**ASSIGNED TASK 1**
Reproduce the part of the Goalcheck text below that starts at "1. **30 seconds:**" and ends at "score, it's wrong.".
**ASSIGNED TASK 2**
According to the Goalcheck text below, what is the passing threshold for the eval?

---
name: goalcheck
description: Iterate on content until it passes eval — driven by CTO conversion, not score-chasing
argument-hint: <file-path> <theme-letter>
---

# Goalcheck: CTO-Conversion-Driven Iteration Loop

**Target file:** `$ARGUMENTS[0]`
**Theme:** `$ARGUMENTS[1]` (a=CTO, b=Editorial, c=Epistemic, d=Curriculum, e=Retrieval)
**Threshold:** 3.5 average across all evaluators (judges score 1-5)
**Max iterations:** 4

## Strategic Frame

The goal is NOT "pass the eval." The goal is: **minimum content that makes a CTO contact Antti and share the site internally.**

The eval is a quality gate — it catches epistemic problems that would make a CTO dismiss the content. But the DIRECTION of improvements is conversion-driven:

1. **30 seconds:** Does the CTO understand what this is and who it's for?
2. **2 minutes:** Do they believe this person is credible (practitioner, not consultant)?
3. **Share trigger:** Is there something worth sending to their team?
4. **Contact trigger:** Do they see thinking they want access to?
5. **Next step:** Is the CTA obvious?

Every improvement must serve one of these five questions. If it only serves the eval score, it's wrong.

## Protocol

You are the orchestrator. **Preserve your context window.** Delegate file reading, editing, and eval running to subagents. You read only the iteration log and short summaries.

**EXTRACTED INFORMATION**

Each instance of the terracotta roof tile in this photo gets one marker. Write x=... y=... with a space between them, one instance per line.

==

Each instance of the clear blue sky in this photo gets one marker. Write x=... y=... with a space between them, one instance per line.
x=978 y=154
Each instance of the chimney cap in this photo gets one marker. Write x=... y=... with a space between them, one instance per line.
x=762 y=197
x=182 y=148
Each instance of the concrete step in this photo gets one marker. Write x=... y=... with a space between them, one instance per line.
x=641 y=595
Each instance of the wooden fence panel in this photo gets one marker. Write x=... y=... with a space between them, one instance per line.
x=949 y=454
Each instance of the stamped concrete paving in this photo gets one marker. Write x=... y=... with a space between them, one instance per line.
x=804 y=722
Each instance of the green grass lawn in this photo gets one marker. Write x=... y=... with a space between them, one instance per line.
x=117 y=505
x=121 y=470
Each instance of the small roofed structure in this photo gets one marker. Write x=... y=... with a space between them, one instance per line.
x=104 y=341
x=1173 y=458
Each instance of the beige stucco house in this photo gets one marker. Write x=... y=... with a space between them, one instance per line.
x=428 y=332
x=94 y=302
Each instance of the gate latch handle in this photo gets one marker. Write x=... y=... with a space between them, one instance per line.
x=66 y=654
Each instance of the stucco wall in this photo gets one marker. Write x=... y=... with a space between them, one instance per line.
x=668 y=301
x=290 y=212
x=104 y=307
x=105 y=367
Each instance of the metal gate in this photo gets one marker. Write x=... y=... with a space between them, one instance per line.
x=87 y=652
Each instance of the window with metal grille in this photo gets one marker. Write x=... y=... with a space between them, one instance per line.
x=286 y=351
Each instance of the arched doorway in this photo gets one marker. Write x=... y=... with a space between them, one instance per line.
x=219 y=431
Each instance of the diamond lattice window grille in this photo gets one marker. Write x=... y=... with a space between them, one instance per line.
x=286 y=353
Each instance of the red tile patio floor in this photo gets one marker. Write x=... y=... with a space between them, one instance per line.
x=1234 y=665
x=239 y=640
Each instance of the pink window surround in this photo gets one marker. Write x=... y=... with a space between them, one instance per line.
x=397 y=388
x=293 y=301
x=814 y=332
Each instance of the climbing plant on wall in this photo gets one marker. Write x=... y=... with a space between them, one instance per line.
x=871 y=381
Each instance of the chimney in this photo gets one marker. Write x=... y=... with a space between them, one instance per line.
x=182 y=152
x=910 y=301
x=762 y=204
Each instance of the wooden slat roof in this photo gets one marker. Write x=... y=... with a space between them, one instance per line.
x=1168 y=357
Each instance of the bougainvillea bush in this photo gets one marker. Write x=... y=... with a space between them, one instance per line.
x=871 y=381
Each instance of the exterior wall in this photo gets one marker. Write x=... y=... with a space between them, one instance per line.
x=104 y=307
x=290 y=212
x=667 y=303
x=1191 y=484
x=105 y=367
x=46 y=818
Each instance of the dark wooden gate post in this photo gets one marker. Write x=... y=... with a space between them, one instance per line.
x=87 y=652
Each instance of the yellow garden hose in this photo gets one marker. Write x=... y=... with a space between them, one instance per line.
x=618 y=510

**EXERCISE ANSWER 1**
1. **30 seconds:** Does the CTO understand what this is and who it's for?
2. **2 minutes:** Do they believe this person is credible (practitioner, not consultant)?
3. **Share trigger:** Is there something worth sending to their team?
4. **Contact trigger:** Do they see thinking they want access to?
5. **Next step:** Is the CTA obvious?

Every improvement must serve one of these five questions. If it only serves the eval score, it's wrong.

**EXERCISE ANSWER 2**
A 3.5 average across all evaluators, with judges scoring 1-5.